Records supplied:
┌──

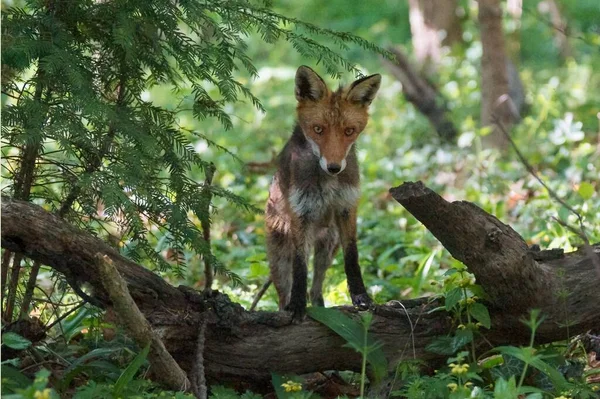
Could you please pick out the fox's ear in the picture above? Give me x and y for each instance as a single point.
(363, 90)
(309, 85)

└──
┌──

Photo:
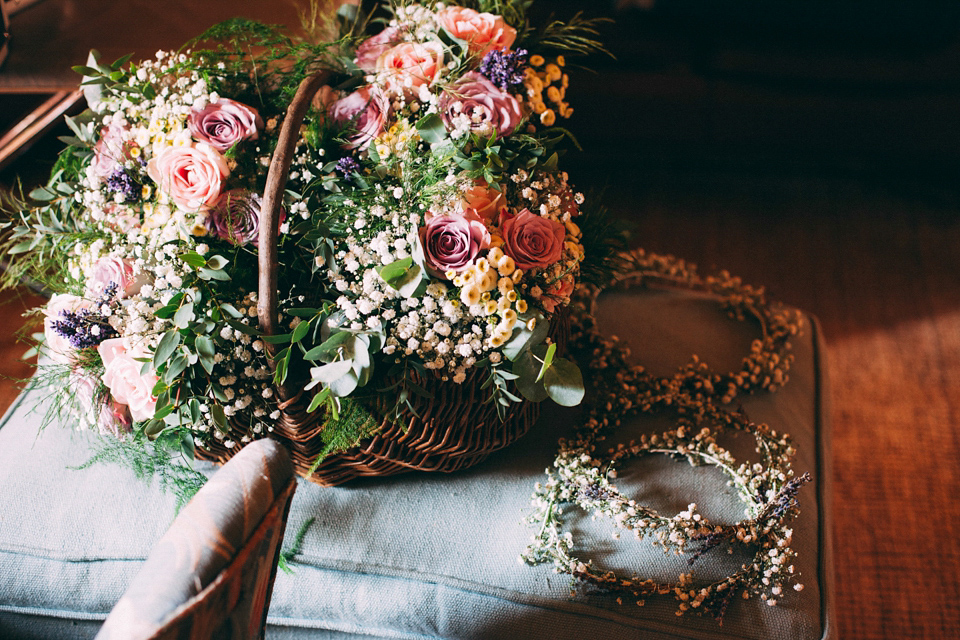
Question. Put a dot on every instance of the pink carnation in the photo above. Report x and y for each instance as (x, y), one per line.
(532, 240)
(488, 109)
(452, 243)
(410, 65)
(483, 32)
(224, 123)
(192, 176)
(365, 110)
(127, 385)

└──

What you are asked to do: Report how many lines of the records above contain the word "each", giving only the number.

Solution to the exercise: 2